■ Dane wejściowe ■
>>>>>
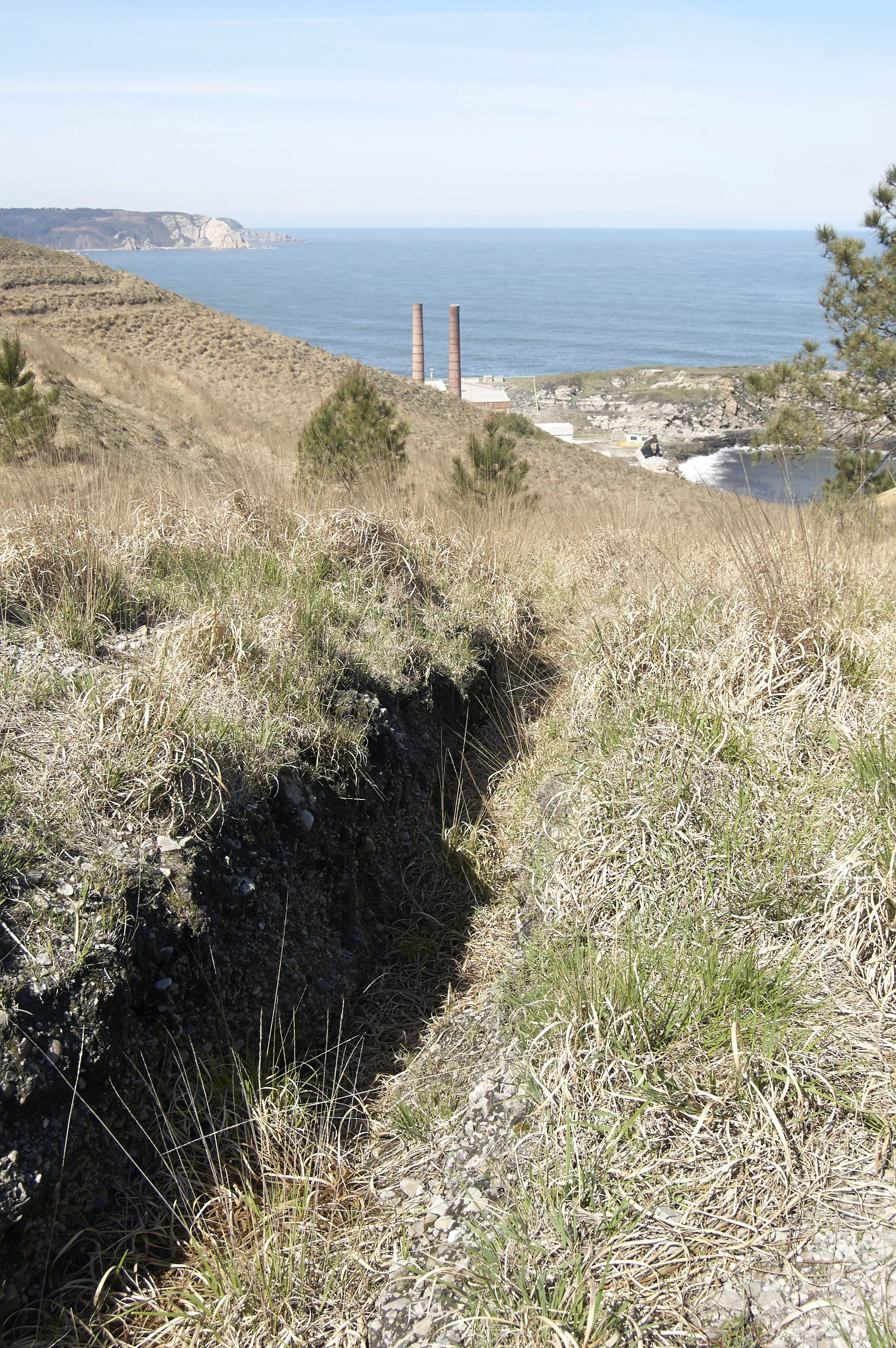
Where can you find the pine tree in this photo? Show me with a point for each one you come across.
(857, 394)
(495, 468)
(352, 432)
<<<<<
>>>>>
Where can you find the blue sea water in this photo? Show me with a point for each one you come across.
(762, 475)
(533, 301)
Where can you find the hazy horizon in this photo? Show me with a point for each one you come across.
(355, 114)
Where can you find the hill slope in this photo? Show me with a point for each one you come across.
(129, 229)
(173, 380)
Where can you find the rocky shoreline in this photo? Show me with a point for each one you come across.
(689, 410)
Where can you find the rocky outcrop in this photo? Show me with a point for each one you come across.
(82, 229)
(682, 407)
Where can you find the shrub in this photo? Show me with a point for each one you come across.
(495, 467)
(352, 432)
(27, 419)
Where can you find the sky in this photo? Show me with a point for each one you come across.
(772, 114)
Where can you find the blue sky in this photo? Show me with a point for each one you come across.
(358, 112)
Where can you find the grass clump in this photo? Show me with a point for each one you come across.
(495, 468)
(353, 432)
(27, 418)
<<<<<
>>>>>
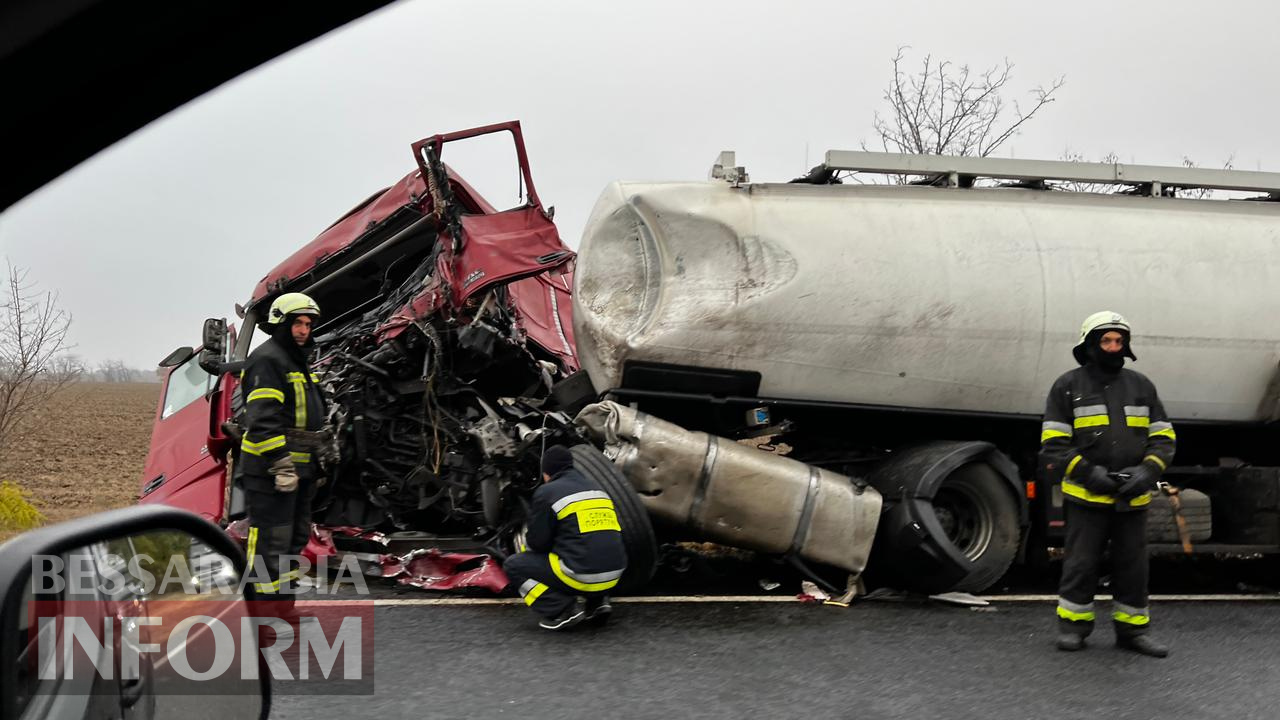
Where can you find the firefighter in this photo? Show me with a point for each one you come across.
<<<<<
■ Treść polecenia ■
Zbierz z powyższego zestawienia wszystkie wiersze zawierające słowo „blue”. Wielkość liter ma znaczenie.

■ Wynik zadania ■
Where can you find the blue sea water in this photo? Show me with a point for each one you come across.
Where can you find the blue sky in this photo? Show me with a point for each one you come across.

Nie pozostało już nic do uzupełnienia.